:: Stated problem a ::
Answer these from the forum thread on passenger car kits:
(i) What wood are the kits made of?
(ii) Which company does Pete Thornton say makes the kits?
(iii) Which cars will John of IHE show as unpainted display models?

:: Page ::

════════════════════

# WuHu Passenger Car Kits



## Nick Jr (Jan 2, 2008)

Talked to Bob Clark yesterday. He is offering two different passenger car KITS, an RPO and a Pullman Coach, interiors are optional. They come with Gary Raymond wheels and KD's. They are made of Brazilian Maple, and IMHO very reasonably priced. You can see them at his web site
www.LiveSteamG1US. Thank You


----------



## David Leech (Dec 9, 2008)

That's
http://www.livesteamg1us.com
So, what is a reasonable price?
I don't see a price on his web site, so can you tell us?
Cheers,
David Leech, Delta, Canada


----------



## Pete Thornton (Jan 2, 2008)

Nick,
They are made by Iron Horse Engraving here in the good old USofA, (not by WuHu as your title implies.) IHE have been making coach kits for EBT fans for a few years; I have their EBT #5 and it is beautiful kit to put together. (Are you sure they are being sold as kits?)

This is Bob's Passenger Car page: http://www.livesteamg1us.com/passenger-cars.html

John of IHE sent me the following in an email: _"Are you planning on attending ECLSTS the end of this week? Bob and I will have booths side by side and I will have unpainted display models for a coach, RPO, and Baggage car."
_


----------



## Nick Jr (Jan 2, 2008)

Pete, CORRECTION: I should have said being OFFERED BY BOB CLARK, thank you for clearing that up. So if past performance of the manufacturer is any indication, these should be of high quality. Quote Bob "they are being offered as kits", if there is any thing other than that he didn't say. David, a quick call to Bob will answer the price and will also inform you of other features that I didn't mention. 301 467 3348. LG


----------

════════════════════

:: Data shown ::
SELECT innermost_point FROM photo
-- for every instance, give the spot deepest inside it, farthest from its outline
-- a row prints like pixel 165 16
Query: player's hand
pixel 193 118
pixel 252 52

════════════════════

:: Stated problem b ::
Rewrite every line of the listing, swapping "player's hand" for "player's foot" and leaving everything else the same.

:: Complete answer a ::
(i) Brazilian Maple.
(ii) Iron Horse Engraving.
(iii) A coach, an RPO, and a Baggage car.

:: Complete answer b ::
SELECT innermost_point FROM photo
-- for every instance, give the spot deepest inside it, farthest from its outline
-- a row prints like pixel 165 16
Query: player's foot
pixel 193 118
pixel 252 52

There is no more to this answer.